Down to the last line, print the entries below exactly, and keep every picture out of the copy.
#### Available data
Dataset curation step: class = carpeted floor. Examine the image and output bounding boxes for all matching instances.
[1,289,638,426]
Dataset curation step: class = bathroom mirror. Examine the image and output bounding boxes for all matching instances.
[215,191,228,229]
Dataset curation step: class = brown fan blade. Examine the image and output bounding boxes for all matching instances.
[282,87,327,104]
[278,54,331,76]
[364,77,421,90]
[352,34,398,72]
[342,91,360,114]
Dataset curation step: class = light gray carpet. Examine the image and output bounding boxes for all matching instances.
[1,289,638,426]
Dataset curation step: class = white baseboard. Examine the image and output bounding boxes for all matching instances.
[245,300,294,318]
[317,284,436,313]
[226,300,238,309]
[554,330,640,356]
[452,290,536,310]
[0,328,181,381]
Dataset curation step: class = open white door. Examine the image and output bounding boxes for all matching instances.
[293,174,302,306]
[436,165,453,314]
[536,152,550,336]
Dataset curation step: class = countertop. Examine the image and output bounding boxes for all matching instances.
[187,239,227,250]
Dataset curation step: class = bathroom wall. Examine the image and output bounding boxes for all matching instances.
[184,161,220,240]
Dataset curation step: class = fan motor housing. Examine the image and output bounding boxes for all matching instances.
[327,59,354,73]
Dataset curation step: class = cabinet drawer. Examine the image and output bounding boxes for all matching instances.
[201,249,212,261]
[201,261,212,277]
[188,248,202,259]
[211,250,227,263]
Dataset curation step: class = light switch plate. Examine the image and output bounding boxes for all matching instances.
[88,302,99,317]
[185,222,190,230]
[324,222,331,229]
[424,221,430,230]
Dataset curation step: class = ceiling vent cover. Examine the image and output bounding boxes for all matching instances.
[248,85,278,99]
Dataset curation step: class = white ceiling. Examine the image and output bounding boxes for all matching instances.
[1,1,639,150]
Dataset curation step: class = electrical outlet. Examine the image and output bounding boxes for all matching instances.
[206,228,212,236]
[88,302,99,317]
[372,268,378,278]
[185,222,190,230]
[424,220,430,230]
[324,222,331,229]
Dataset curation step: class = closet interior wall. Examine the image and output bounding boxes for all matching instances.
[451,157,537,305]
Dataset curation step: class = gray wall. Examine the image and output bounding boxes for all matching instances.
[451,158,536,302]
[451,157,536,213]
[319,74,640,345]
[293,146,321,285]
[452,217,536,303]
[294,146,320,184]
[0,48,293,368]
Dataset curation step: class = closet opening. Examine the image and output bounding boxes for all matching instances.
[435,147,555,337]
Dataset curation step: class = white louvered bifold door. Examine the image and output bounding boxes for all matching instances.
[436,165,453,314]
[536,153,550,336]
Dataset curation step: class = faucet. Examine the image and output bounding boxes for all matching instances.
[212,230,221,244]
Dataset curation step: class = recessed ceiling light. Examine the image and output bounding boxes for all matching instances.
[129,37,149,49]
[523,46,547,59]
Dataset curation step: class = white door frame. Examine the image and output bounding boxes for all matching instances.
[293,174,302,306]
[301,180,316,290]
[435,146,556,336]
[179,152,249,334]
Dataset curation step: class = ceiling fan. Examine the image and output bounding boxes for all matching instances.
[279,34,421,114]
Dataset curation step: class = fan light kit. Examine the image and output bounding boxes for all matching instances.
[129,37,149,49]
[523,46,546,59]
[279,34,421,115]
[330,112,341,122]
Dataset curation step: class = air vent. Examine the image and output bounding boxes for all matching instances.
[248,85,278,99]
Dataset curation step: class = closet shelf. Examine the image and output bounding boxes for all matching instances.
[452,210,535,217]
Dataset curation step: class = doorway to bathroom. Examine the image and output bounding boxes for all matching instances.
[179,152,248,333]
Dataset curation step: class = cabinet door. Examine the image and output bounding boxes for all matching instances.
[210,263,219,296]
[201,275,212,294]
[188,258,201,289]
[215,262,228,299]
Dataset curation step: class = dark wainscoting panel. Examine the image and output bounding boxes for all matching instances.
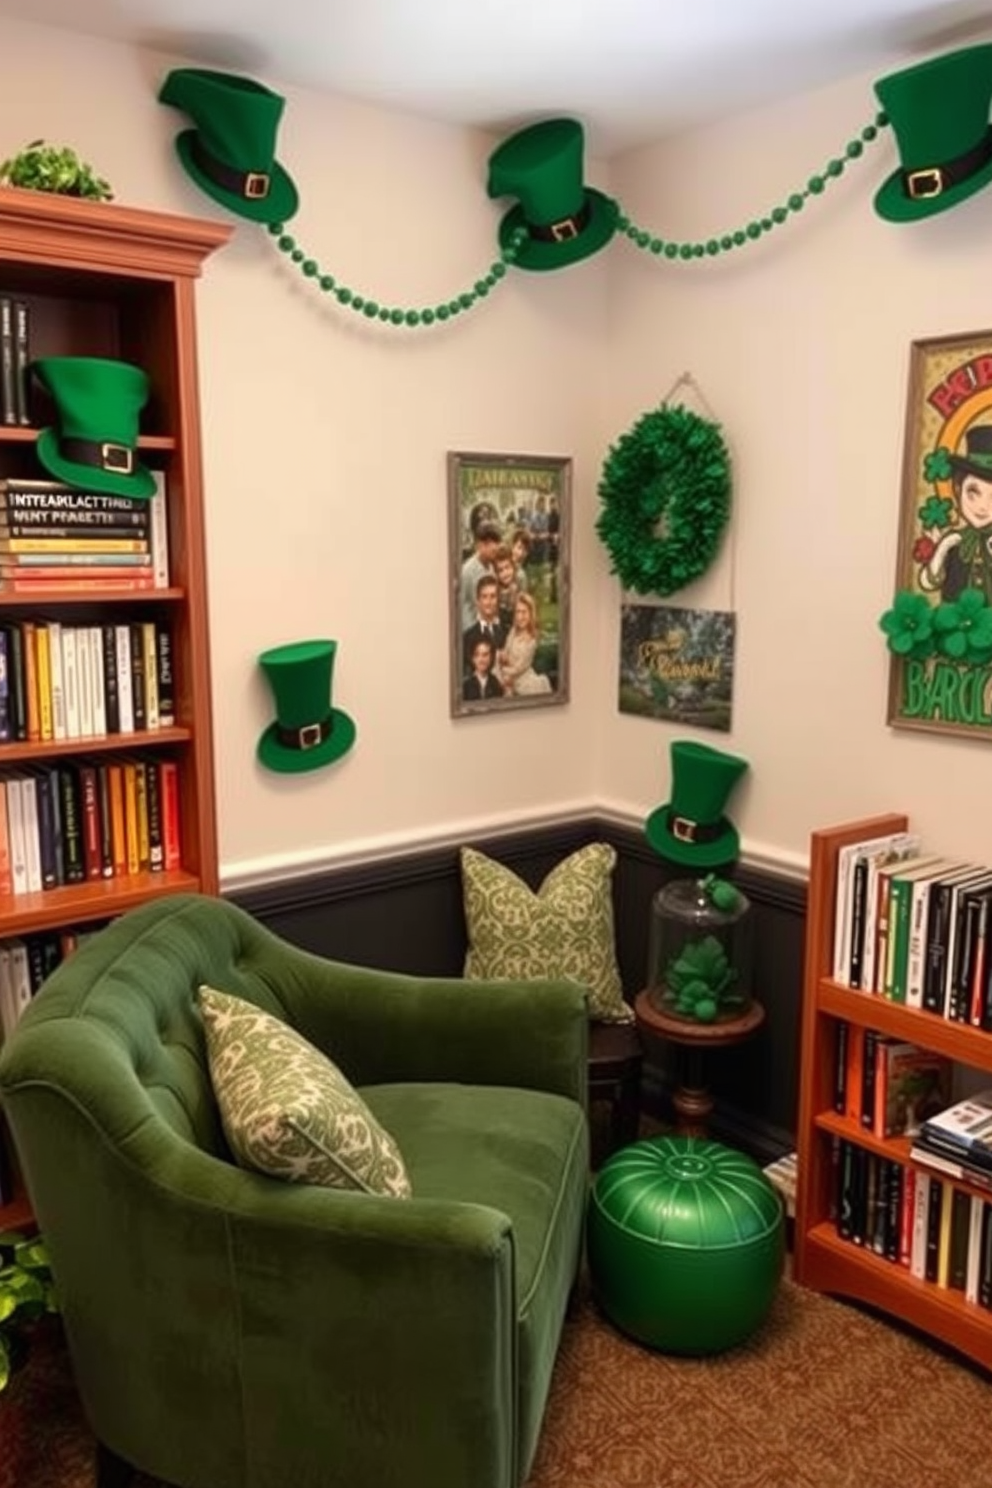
########
**Your solution:**
Dataset curation step: class = carpeted floor. Examine the image and output bounding boxes for all matching instances.
[1,289,638,426]
Dataset curation step: class = bathroom mirror. Examine the image and output bounding boxes for all matching instances.
[215,191,228,229]
Dataset curation step: class = brown fan blade. Examine the image and output bounding boxes for all matching instances.
[282,87,327,104]
[278,54,331,76]
[364,77,421,90]
[352,34,398,72]
[342,91,360,114]
Dataset curation step: class = light gray carpet. Examine the image and output bounding boxes for all matching instances.
[1,289,638,426]
Dataset curation step: class = white baseboard. Examine the image and output bounding boxes for all matching instances.
[245,300,294,318]
[317,284,436,313]
[226,300,238,309]
[554,330,640,356]
[452,290,536,310]
[0,328,181,381]
Dataset curation step: class = open white door. Examine the image and output bounding boxes for all matching instances.
[293,174,302,306]
[436,165,453,314]
[536,152,550,336]
Dataset curation step: class = countertop. Examine the image and output bounding boxes for all matching instances.
[187,239,227,250]
Dataset curation step: class = bathroom wall. Examine the image and output bounding boxes for all matching instances.
[184,161,220,240]
Dataset curation step: class = fan motor housing. Examine the image and output bounding boxes for all matching instances.
[327,59,354,73]
Dataset curation step: class = cabinet drawer. Examine the image and output bounding boxes for all matching instances.
[201,249,212,261]
[201,261,212,277]
[188,248,202,259]
[211,250,227,263]
Dataset curation step: class = light switch plate. Examine the image and output bounding boxes for all matching instances.
[88,302,99,317]
[185,222,190,230]
[324,222,331,229]
[424,221,430,230]
Dataset curation step: class = ceiling vent cover. Examine the image and output bounding boxes for all matching instances.
[248,85,278,99]
Dataset curation step: class = white ceiling. Examine the image and output bounding boxes for all matching instances.
[1,1,639,150]
Dataset curation step: class = electrical outlet. Examine the image and output bounding boxes for all matching instances.
[206,228,212,236]
[88,302,99,317]
[372,268,378,278]
[185,222,190,230]
[424,220,430,230]
[324,222,331,229]
Dataset curation step: class = closet interior wall. Examine the image and output bounding boxes for all matching instances.
[451,157,537,305]
Dataset curation step: class = gray wall. Examine the image and output bounding boxes for all matching instances.
[451,158,536,302]
[451,157,536,213]
[319,74,640,345]
[293,146,321,285]
[452,217,536,303]
[294,146,320,184]
[0,48,293,368]
Dataset curation step: class = closet opening. Examine the image and output bounding boxes for all matching instances.
[435,147,555,337]
Dataset curation step: class = white louvered bifold door. Examine the image and output bounding boxes for all matching instances.
[436,165,453,314]
[536,153,550,336]
Dataset curation step: class = faucet. Examine the image and output bounding boxes for all matching instances.
[212,230,221,244]
Dataset curation step: class = recessed ceiling light. Examine the image and output bounding boxes for all matching instances.
[129,37,149,49]
[523,46,547,59]
Dataset curation step: class = white door frame. Examine the image and output bounding boxes for all matching instances.
[293,174,302,306]
[301,180,316,290]
[435,146,556,336]
[179,152,249,334]
Dataset curation step: class = ceiling fan. Examine the image and output bounding boxes for all matching instances.
[279,34,421,114]
Dataset curation step: class = fan light kit. Examine the image and output bounding boxes for all matching instances.
[129,37,149,49]
[523,46,546,59]
[279,34,421,115]
[330,112,341,122]
Dataset curation step: class = air vent. Examine the image and output bounding boxes for all matching instances.
[248,85,278,99]
Dataset curation step: class = closet shelf. Examine the image and output bounding boxes for all matching instances.
[452,210,535,217]
Dataset curation step: class = doorway to bathroom. Examine the image and output bounding boxes for all matching instances.
[179,152,248,333]
Dataset curation step: class = cabinet door. Examine the image and output bounding boxes for all matching instances.
[210,263,219,296]
[201,275,212,294]
[188,258,201,289]
[215,262,228,299]
Dataset curation step: class = dark wainscoting panel. Examine the image and output bounding boxes for all matching instances.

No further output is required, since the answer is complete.